_Prompt_
Copy out the line containing "In the photo above, where can the asphalt" and each line after it, through the last one in the material, exactly as written.

Stored dataset items:
————

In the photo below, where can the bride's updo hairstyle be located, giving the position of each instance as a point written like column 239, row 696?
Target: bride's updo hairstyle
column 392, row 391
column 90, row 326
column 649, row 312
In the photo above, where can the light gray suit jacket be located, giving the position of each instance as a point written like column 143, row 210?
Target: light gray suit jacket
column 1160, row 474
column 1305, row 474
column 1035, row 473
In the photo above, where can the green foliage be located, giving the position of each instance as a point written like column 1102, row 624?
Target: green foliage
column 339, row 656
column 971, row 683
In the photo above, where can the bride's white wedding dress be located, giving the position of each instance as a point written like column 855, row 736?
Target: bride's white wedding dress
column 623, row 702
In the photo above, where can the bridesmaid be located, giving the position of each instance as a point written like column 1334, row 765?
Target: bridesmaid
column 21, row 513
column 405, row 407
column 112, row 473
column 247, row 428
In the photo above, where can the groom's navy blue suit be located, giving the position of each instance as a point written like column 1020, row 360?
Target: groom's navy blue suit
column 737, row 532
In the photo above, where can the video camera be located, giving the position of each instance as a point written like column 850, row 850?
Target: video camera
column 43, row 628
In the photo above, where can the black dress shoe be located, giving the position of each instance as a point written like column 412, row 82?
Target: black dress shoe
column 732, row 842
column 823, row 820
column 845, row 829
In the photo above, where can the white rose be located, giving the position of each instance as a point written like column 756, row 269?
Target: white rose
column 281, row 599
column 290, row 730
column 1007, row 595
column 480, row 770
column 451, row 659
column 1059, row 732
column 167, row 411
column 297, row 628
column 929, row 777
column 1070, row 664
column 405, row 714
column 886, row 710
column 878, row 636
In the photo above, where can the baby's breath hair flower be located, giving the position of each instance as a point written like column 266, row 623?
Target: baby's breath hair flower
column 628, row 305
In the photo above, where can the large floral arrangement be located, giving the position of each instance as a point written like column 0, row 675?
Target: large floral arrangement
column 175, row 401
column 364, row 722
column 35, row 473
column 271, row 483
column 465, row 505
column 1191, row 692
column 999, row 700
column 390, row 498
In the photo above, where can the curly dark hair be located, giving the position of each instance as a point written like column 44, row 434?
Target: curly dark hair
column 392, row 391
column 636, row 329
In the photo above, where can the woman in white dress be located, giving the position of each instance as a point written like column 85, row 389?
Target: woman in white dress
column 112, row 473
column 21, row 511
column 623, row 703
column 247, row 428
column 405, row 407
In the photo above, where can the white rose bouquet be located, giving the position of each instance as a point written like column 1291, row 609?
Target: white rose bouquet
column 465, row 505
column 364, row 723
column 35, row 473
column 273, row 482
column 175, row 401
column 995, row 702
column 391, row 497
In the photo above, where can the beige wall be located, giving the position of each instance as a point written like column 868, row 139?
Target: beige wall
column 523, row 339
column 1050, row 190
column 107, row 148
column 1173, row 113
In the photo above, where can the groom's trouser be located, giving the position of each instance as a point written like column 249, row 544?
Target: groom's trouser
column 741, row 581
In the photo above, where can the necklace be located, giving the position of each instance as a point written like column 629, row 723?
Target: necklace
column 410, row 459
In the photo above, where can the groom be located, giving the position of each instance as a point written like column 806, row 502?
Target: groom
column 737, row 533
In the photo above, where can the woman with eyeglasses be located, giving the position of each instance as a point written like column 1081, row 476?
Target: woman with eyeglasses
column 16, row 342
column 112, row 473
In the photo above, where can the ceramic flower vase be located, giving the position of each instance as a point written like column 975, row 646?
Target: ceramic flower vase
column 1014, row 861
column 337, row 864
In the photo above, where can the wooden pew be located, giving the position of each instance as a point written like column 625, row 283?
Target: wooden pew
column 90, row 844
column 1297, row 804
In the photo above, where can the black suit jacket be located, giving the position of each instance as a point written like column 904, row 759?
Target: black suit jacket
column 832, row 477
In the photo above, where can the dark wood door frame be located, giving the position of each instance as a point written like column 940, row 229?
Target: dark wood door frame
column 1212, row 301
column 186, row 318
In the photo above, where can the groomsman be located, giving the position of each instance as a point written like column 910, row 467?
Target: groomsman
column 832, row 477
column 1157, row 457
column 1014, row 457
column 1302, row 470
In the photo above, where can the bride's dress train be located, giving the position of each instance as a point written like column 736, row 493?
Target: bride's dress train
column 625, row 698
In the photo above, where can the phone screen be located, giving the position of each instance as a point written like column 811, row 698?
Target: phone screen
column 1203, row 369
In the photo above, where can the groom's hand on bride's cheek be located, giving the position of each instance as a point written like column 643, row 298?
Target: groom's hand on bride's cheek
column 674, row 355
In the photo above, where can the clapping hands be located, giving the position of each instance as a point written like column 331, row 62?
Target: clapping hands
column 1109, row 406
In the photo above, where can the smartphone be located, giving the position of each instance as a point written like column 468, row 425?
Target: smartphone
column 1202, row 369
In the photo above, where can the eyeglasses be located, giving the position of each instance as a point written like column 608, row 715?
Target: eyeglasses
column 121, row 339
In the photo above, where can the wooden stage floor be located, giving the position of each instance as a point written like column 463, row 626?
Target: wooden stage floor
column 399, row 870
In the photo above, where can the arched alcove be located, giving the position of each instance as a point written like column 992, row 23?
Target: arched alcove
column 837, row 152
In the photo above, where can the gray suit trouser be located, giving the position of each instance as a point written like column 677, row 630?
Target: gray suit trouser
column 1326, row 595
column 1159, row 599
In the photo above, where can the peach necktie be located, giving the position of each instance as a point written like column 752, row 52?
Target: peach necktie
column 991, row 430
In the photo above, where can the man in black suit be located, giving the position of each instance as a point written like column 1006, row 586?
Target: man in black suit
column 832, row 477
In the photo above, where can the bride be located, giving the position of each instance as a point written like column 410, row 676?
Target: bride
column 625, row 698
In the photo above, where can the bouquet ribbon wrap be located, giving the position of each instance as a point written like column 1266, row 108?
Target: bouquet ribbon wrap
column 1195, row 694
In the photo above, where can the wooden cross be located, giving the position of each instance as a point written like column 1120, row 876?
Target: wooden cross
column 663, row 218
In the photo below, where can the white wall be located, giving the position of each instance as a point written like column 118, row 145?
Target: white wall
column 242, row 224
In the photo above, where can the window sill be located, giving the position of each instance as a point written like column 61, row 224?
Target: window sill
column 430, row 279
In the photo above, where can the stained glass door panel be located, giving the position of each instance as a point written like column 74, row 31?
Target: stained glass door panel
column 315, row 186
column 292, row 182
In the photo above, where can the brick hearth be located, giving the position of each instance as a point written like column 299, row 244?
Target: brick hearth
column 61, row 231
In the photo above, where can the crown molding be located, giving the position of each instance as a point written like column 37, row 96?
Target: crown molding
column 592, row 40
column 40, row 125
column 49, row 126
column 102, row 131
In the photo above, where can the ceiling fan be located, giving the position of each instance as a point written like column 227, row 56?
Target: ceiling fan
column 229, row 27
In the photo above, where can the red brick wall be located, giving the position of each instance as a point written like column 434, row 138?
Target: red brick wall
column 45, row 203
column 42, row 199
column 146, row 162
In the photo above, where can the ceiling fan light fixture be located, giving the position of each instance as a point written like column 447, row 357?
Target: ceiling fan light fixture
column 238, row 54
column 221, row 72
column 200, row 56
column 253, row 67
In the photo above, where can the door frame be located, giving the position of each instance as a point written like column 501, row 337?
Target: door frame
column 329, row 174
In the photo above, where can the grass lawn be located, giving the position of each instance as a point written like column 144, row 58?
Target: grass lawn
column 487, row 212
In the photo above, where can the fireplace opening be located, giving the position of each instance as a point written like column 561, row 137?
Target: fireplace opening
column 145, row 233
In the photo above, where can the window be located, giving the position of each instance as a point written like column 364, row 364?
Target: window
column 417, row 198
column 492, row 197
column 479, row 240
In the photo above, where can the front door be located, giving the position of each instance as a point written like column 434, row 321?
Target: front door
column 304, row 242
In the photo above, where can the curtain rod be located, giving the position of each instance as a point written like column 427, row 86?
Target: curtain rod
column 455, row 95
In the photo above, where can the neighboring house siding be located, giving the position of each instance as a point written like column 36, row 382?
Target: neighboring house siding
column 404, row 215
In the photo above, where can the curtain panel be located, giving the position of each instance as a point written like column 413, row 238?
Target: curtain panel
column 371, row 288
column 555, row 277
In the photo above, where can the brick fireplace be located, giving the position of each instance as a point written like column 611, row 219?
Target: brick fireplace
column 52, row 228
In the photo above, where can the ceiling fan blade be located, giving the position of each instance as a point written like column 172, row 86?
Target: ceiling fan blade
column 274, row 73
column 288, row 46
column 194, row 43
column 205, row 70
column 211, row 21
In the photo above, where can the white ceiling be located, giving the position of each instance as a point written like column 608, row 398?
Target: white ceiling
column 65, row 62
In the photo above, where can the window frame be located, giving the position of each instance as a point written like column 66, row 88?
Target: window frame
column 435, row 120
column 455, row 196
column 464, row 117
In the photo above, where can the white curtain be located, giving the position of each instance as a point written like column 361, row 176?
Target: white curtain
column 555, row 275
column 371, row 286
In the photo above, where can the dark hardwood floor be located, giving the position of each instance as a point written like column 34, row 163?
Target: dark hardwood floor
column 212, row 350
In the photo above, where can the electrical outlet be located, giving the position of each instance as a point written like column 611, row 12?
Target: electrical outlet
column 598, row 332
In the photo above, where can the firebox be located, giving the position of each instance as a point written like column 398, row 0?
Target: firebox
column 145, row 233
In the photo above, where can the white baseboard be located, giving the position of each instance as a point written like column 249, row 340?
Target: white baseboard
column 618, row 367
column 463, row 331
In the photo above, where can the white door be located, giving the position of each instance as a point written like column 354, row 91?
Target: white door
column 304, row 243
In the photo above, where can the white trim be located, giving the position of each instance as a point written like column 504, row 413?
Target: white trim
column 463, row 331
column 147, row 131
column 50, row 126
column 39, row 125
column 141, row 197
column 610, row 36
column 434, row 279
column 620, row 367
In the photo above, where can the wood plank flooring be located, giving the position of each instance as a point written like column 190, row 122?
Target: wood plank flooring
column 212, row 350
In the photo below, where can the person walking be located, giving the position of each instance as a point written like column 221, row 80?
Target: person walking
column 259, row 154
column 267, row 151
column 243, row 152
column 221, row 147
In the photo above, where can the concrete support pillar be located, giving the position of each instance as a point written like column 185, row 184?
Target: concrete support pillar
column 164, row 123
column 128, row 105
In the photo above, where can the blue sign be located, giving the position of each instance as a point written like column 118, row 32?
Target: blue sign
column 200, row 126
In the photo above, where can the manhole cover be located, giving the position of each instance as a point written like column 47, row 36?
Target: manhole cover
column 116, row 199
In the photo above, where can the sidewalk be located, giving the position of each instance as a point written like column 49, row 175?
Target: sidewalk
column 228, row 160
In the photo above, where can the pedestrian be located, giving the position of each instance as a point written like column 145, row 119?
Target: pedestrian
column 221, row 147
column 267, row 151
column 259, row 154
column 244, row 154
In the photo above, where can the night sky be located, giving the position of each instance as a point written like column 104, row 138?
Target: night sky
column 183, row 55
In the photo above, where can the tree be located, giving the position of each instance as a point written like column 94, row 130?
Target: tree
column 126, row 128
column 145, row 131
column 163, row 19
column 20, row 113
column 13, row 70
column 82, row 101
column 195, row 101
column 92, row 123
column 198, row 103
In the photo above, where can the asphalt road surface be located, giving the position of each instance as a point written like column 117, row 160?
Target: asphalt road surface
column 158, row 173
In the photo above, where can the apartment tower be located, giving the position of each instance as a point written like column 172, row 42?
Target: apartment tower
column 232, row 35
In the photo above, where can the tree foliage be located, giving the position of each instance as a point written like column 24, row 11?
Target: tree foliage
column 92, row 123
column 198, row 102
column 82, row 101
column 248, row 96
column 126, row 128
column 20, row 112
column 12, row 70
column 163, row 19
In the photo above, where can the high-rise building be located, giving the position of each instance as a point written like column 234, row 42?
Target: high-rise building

————

_Expected answer_
In the photo above, where can the asphalt road surface be located, giving the position of each instance as a point written like column 117, row 160?
Target: asphalt road surface
column 158, row 173
In the photo above, where can the apartment tower be located, giving the position of each instance as a point written like column 172, row 42?
Target: apartment tower
column 232, row 35
In the photo above, where can the tree foliage be located, giving the position of each instance as a point written like column 24, row 11?
Target: tree foliage
column 92, row 123
column 198, row 102
column 82, row 101
column 248, row 96
column 126, row 128
column 20, row 112
column 12, row 70
column 163, row 19
In the photo above, where can the high-rise building be located, giving the position of each instance as a point written like column 234, row 42?
Target: high-rise building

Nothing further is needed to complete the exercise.